**Task description**
Pick out every line in the listing below that contains the word "sandy" and copy each one. Only case-sensitive matches count.

(Data listing)

--- begin ---

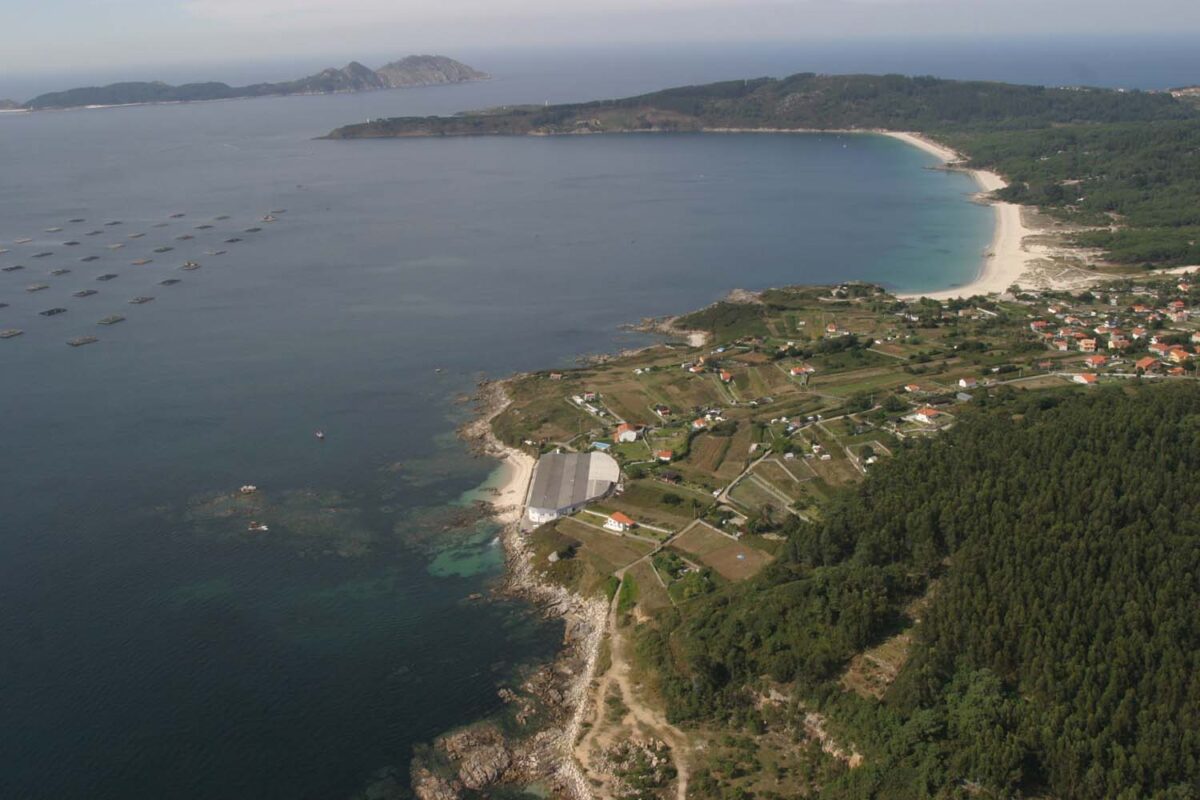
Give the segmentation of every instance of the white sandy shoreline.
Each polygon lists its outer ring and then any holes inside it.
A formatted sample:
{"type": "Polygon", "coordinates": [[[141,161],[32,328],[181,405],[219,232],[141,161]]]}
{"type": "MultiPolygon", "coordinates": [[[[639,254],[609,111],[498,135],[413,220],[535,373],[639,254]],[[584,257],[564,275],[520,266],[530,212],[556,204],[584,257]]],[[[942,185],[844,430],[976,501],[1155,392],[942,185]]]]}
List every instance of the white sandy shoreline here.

--- end ---
--- begin ---

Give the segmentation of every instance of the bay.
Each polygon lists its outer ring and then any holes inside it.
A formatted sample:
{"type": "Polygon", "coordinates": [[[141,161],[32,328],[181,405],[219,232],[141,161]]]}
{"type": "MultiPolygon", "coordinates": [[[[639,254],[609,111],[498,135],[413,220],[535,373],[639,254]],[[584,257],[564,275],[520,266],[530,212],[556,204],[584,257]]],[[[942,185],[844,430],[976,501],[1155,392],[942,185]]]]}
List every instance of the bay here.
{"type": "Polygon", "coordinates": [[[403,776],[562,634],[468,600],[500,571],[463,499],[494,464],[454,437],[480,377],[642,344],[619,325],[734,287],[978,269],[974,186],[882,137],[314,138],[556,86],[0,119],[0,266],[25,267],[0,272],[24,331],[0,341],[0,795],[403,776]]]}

--- end ---
--- begin ---

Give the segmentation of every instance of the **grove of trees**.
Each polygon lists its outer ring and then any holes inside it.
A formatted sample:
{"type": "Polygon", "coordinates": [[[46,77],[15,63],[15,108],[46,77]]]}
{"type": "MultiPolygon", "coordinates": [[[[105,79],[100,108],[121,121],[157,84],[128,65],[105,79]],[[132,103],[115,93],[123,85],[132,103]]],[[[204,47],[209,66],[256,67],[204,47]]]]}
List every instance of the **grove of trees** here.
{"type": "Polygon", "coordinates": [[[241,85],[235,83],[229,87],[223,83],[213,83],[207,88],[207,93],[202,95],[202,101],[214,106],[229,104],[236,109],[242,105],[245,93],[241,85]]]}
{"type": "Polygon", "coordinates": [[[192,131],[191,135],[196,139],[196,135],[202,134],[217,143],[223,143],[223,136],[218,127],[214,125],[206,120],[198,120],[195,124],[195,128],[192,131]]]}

--- end ---

**Finished task**
Give the segmentation of every instance of the white sandy shoreline.
List every instance of the white sandy shoreline here.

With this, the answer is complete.